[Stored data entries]

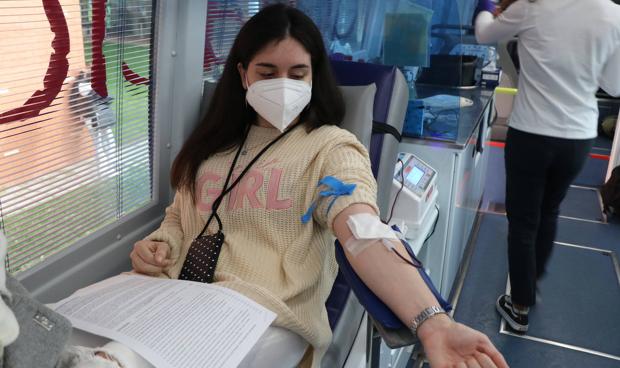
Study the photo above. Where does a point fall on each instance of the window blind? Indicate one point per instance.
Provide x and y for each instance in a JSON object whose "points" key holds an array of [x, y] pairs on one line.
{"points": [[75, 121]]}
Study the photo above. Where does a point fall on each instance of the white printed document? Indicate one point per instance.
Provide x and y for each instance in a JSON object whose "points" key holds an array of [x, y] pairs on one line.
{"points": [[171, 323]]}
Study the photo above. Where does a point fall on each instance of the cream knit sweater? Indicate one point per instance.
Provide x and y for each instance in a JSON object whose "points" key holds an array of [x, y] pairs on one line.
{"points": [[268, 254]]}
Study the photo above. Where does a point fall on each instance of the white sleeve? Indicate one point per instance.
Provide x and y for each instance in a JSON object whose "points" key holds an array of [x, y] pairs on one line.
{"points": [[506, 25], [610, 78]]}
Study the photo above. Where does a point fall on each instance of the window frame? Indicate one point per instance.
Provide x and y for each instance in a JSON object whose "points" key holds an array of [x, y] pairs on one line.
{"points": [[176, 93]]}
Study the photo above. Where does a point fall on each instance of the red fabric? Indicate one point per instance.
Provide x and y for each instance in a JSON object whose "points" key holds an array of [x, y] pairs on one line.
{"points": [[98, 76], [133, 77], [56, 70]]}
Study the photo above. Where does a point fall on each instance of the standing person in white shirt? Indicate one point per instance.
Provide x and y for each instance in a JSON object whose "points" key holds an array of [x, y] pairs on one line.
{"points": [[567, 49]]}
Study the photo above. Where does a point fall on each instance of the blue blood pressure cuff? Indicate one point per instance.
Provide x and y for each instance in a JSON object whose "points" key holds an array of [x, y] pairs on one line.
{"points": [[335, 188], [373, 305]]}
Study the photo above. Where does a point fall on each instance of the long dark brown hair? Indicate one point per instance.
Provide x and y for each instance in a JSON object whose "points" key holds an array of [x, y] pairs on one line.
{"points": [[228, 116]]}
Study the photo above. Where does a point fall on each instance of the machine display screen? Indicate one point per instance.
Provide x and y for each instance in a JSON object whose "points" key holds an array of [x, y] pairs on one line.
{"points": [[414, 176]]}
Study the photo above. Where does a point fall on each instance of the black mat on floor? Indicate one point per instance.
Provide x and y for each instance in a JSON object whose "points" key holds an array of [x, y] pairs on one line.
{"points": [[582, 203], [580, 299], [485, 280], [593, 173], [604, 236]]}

* **WHAT THE EXERCISE ASKS**: Spot the lines above that mention "window" and copy them.

* **WRITTEN ANSWER**:
Study the photo above. Where does a point fall on each instance of the window blind? Indicate one point per instance.
Study the photo above. Where does a point fall on each instance of the window frame? Indicate one point per instance.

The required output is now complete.